ZU ERLEDIGEN:
(1) Schreib den Abschnitt des Artikels über den Tod von Dschaber al-Bakr, der mit den Worten "Es waren sogar" beginnt und mit "schwachen, entschuldigenden Lächeln." endet, noch einmal ab und ersetze darin "Wachfrau" durch "Aufseherin".
(2) Welche Personen nennt der Artikel über den Tod von Dschaber al-Bakr mit vollem Namen?

TEXTAUSZUG:
**********

Mindestens drei schwere Fehler führten in der Justizvollzugsantalt Leipzig-Meusdorf dazu, dass der Selbstmord des Terrorverdächtigen Dschaber al-Bakr nicht verhindert wurde. Konsequenzen zieht Sachsens Staatsregierung trotzdem nicht - noch.
Die Debatte über seinen möglichen Rücktritt war schon mehrere Stunden in Gang, als Sachsens Justizminister Sebastian Gemkow (CDU) gestern vor die Presse trat. Ruhig, fast stoisch, machte der 38-jährige Minister gleich zu Anfang klar, dass er keinen Grund zum Rücktritt sieht. "Dieser Fehler hätte nicht passieren dürfen", sagte er. Und erteilte dann das Wort dem Mann, in dessen Gefängnis dieser Fehler gemacht wurde, der zum Tod des Terrorverdächtigen Dschaber al-Bakr am Mittwochabend führte.
Es waren sogar mehrere Fehler, da konnte der Leiter der U-Haft-Anstalt Leipzig-Meusdorf nichts beschönigen. Gegen 19.45 Uhr fand eine Wachfrau bei ihrem Rundgang den 22-jährigen Syrer tot in seiner Zelle, erklärte Rolf Jacob. Mit seinem T-Shirt hatte er sich an einem Gitter in seiner Zelle erhängt. Alle halbe Stunde sollten die Beamten bei dem "hochkarätigen Gefangenen" reinschauen. Die Wachfrau, eine Justizvollzugsanwärterin, kam sogar außerplanmäßig eine Viertelstunde früher, wohl "aus Dienstbeflissenheit", sagte Jacob mit einem schwachen, entschuldigenden Lächeln.
Die junge Frau tat mehr, als vorgeschrieben war. Da war sie aber wohl die Einzige. Denn ansonsten ging erschreckend viel schief in der JVA. "Leider haben sich die Prognosen der beteiligten Fachleute nicht bestätigt, so dass es zu diesem Ereignis gekommen ist", fasste der Minister zusammen. Einfach Pech will der Anstaltsleiter Jacob nicht so stehenlassen. Er frage sich schon: "Waren wir nicht doch ein bisschen zu gutgläubig?"

**********

(Gespeicherte Einträge)
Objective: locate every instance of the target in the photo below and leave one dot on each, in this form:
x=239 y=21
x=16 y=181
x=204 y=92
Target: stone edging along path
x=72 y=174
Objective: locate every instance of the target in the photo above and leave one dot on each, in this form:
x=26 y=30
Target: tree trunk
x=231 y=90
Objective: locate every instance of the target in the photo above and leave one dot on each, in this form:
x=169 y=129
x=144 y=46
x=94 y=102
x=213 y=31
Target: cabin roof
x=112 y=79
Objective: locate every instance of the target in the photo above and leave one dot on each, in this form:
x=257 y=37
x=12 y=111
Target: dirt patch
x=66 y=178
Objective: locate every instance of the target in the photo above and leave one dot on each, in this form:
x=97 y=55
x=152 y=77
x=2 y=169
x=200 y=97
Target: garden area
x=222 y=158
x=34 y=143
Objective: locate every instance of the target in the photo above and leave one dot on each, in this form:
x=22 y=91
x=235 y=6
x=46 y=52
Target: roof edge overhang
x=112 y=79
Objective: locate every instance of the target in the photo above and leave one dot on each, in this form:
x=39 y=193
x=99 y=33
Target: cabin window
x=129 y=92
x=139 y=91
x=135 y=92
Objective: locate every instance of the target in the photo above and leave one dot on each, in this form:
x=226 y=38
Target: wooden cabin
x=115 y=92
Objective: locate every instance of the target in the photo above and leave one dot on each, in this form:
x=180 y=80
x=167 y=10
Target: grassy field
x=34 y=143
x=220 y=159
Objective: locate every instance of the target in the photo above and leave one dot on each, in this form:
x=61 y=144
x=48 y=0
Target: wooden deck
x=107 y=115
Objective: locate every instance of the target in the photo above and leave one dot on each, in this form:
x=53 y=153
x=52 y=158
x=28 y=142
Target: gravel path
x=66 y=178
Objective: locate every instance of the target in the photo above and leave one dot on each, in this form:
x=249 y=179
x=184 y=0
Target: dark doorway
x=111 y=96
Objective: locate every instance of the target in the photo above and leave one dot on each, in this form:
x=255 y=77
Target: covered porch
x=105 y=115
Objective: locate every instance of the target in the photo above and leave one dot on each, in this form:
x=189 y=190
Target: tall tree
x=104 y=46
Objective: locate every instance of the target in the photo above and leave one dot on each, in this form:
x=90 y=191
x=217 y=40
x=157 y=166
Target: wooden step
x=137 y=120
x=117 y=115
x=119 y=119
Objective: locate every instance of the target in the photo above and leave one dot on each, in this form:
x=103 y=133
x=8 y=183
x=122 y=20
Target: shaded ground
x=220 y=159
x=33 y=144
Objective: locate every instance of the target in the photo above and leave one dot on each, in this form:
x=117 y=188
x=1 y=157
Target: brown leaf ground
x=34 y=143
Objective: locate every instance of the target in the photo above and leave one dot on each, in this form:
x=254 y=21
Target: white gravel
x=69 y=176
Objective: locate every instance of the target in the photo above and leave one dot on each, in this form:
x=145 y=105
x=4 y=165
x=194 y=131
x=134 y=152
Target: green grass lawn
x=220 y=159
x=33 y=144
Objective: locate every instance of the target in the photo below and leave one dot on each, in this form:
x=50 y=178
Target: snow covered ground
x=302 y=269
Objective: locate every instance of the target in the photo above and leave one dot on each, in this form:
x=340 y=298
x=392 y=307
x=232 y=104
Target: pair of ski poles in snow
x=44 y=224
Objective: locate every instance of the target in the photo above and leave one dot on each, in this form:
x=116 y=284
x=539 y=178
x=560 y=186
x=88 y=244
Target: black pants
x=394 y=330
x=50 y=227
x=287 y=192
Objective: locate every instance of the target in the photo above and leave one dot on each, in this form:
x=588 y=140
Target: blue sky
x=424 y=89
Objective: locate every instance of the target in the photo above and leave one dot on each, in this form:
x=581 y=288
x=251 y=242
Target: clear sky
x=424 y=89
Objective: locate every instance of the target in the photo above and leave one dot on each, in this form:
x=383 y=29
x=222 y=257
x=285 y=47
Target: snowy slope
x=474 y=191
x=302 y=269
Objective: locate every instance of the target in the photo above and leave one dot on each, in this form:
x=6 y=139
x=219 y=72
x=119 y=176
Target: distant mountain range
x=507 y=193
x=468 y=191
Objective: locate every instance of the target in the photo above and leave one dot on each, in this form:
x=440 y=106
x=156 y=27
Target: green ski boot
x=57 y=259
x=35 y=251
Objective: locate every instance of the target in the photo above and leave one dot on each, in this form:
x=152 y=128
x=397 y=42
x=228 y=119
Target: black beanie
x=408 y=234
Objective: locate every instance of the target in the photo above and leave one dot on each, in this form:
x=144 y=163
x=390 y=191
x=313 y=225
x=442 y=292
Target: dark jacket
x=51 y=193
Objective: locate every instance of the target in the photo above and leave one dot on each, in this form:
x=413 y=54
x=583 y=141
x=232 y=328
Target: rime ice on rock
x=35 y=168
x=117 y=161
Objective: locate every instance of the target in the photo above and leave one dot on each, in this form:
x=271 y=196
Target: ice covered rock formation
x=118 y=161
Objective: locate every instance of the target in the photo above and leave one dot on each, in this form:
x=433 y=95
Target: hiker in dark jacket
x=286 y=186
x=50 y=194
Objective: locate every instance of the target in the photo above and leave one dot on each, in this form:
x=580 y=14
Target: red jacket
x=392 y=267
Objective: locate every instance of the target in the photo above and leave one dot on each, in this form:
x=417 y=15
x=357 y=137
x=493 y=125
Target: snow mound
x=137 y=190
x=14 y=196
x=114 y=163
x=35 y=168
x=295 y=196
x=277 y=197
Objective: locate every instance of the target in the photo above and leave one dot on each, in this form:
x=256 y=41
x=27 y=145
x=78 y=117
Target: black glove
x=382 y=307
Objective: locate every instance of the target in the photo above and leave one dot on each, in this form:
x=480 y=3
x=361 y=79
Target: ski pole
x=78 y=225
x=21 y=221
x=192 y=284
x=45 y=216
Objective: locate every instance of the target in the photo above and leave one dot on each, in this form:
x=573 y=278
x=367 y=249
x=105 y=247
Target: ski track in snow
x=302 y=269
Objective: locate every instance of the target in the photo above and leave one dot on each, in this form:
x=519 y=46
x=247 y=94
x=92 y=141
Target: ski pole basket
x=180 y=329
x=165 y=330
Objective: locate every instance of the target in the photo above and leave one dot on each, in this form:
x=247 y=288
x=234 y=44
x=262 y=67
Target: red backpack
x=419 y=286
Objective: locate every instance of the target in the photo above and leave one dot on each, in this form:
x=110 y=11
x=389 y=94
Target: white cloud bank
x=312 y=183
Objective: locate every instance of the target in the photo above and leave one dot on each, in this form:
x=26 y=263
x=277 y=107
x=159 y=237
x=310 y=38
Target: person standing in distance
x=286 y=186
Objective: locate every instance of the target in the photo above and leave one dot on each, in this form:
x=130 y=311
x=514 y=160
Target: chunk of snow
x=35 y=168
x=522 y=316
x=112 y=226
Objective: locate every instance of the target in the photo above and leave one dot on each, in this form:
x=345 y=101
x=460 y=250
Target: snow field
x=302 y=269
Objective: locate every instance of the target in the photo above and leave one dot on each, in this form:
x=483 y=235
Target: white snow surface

**********

ANTWORTEN JE AUFGABE:
(1)
Es waren sogar mehrere Fehler, da konnte der Leiter der U-Haft-Anstalt Leipzig-Meusdorf nichts beschönigen. Gegen 19.45 Uhr fand eine Aufseherin bei ihrem Rundgang den 22-jährigen Syrer tot in seiner Zelle, erklärte Rolf Jacob. Mit seinem T-Shirt hatte er sich an einem Gitter in seiner Zelle erhängt. Alle halbe Stunde sollten die Beamten bei dem "hochkarätigen Gefangenen" reinschauen. Die Aufseherin, eine Justizvollzugsanwärterin, kam sogar außerplanmäßig eine Viertelstunde früher, wohl "aus Dienstbeflissenheit", sagte Jacob mit einem schwachen, entschuldigenden Lächeln.

(2) Dschaber al-Bakr, Sebastian Gemkow, Rolf Jacob